_TASK INSTRUCTIONS_
From the records below, state how many lines hold the string "teal", without any other text.

--- SOURCE RECORDS Enclosed Below ---

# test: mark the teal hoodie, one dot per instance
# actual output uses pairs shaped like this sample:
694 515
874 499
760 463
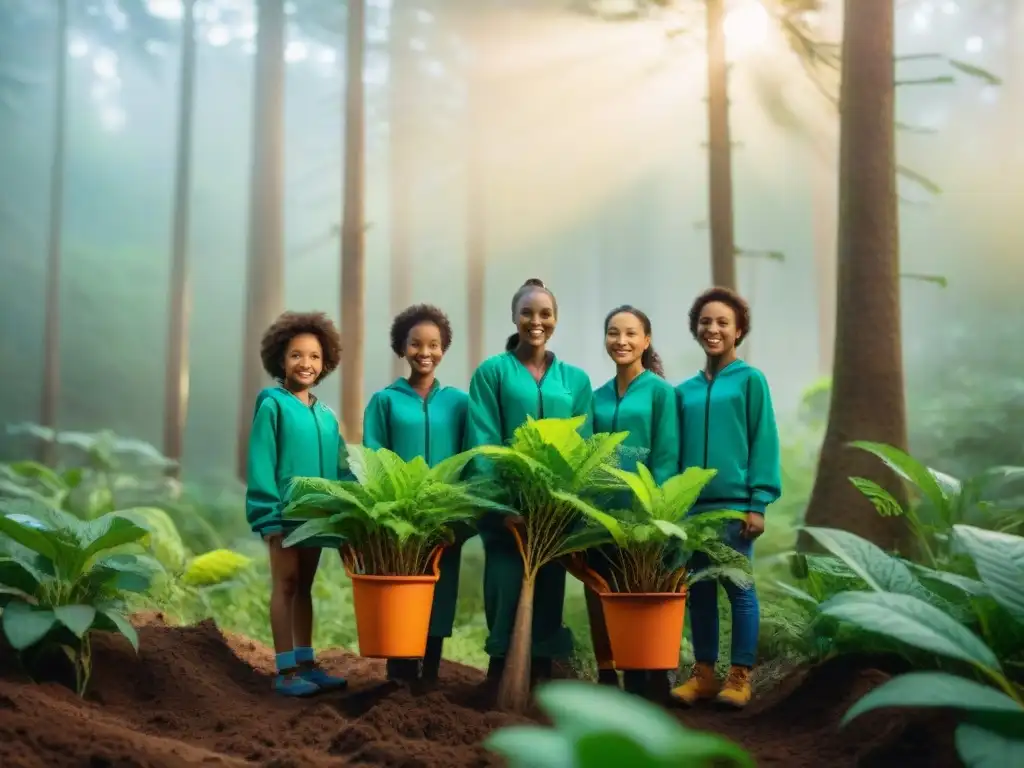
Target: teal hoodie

--- End of Enclosed SOURCE RECORDS ---

_THE ANSWER_
2